### TASK INSTRUCTIONS
Take the data below and filter it for lines containing the word "helmet"; show each line found.

(Beginning of SUPPLIED ENTRIES)

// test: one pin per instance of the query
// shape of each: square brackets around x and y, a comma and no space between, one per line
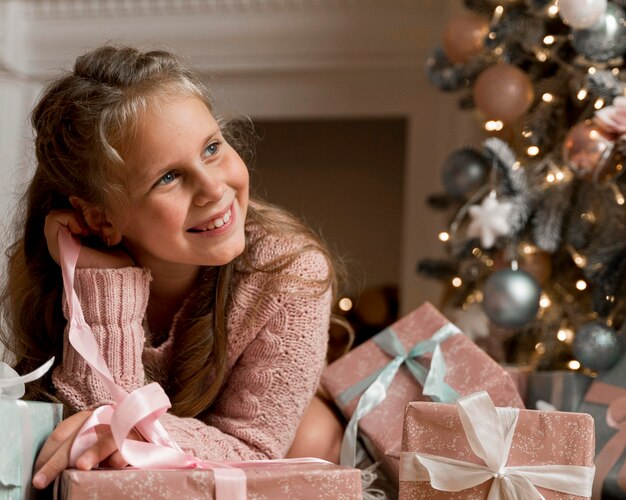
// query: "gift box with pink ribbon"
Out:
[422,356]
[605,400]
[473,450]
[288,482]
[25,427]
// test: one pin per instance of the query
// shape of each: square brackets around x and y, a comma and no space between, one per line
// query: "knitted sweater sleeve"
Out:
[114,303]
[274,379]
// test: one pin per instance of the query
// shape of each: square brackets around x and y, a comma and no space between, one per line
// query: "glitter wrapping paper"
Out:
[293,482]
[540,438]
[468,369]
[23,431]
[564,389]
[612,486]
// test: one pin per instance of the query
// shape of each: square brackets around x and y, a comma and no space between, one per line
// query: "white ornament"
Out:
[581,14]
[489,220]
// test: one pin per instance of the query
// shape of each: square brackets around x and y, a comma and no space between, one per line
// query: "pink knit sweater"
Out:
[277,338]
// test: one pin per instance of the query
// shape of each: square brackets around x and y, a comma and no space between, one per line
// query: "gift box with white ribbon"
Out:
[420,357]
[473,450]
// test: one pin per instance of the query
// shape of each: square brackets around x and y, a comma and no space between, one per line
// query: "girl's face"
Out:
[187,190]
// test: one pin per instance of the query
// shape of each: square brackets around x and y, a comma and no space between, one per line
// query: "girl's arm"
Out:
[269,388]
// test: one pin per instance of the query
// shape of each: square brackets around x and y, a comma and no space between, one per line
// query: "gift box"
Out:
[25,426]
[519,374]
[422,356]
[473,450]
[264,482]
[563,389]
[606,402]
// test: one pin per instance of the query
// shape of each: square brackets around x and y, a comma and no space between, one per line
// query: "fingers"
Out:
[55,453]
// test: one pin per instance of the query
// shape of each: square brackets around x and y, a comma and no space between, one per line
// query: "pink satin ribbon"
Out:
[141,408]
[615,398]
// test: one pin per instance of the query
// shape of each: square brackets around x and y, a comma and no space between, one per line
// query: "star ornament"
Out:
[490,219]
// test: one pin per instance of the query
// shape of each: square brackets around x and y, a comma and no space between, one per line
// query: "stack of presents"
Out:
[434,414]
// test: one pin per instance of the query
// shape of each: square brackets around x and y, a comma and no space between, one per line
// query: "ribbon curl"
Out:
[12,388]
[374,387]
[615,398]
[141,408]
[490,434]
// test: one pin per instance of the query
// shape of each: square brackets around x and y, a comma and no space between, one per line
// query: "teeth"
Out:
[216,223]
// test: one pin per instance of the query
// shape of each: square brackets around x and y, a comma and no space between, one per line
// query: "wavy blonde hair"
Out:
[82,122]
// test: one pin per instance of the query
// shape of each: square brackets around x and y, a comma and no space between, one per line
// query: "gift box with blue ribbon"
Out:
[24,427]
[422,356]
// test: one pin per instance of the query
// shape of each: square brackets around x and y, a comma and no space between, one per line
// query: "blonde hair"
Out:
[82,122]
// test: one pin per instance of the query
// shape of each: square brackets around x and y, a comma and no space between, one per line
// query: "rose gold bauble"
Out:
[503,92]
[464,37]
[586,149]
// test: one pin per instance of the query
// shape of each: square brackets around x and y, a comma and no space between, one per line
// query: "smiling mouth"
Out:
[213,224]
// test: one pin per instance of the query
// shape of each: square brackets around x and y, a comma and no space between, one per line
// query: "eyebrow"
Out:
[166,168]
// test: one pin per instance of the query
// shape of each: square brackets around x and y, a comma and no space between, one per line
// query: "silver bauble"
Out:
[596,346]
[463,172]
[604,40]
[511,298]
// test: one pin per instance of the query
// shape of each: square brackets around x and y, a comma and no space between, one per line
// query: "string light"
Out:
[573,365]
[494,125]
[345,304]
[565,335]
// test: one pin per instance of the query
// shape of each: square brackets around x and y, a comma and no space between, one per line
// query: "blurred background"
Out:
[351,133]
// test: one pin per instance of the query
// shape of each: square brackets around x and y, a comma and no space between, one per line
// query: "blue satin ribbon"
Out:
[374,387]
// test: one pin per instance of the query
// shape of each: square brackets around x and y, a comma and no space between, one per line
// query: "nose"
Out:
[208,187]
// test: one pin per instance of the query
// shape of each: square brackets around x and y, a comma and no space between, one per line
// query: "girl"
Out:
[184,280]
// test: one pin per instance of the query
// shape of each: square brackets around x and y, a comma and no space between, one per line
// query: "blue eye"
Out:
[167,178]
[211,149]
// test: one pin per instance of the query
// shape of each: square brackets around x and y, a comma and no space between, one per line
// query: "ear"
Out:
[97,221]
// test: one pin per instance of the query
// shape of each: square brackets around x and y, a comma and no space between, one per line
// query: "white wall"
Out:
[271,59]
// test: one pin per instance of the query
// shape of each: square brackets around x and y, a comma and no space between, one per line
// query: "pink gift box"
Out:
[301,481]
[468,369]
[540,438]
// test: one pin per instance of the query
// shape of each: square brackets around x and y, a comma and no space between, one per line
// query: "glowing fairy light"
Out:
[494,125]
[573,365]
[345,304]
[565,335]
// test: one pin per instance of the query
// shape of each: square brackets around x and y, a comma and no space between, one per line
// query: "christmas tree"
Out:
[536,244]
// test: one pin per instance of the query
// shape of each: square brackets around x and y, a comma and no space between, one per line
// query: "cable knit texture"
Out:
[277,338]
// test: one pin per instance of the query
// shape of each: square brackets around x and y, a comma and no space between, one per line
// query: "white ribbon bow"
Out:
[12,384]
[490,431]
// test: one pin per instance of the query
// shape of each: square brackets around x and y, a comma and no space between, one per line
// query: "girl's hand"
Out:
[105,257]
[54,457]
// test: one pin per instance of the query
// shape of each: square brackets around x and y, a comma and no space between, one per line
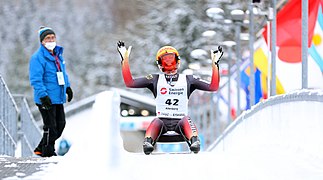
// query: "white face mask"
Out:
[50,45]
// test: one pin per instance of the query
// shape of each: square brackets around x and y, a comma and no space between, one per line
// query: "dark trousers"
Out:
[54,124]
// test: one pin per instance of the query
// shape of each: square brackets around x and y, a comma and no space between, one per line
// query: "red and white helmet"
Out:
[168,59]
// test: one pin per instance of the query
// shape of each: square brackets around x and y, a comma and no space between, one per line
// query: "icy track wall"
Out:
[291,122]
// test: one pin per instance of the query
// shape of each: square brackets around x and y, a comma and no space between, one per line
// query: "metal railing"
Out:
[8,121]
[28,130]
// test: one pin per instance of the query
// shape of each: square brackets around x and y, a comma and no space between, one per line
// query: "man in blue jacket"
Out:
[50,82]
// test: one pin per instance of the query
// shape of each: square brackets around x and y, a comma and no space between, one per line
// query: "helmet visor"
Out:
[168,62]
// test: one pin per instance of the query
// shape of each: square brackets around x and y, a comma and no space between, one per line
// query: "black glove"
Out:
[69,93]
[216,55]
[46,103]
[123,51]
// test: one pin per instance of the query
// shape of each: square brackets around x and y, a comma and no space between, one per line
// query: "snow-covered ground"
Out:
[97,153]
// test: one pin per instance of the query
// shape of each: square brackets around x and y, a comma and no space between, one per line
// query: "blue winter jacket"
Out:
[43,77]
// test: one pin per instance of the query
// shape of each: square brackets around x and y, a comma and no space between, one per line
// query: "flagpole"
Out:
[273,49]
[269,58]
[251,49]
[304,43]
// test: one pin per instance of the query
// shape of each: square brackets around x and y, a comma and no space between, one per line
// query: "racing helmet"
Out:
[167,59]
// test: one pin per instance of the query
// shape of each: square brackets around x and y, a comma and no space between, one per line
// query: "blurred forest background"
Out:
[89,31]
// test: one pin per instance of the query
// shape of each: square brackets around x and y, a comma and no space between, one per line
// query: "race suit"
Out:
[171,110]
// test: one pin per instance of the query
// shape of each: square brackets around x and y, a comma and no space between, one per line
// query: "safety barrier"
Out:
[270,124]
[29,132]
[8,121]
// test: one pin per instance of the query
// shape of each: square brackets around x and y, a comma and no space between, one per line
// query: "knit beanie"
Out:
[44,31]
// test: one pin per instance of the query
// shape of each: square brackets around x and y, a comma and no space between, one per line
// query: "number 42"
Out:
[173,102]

(End of SUPPLIED ENTRIES)

### COMPLETED EXERCISE
// query: "red and white helmet"
// query: "helmet visor"
// query: "racing helmet"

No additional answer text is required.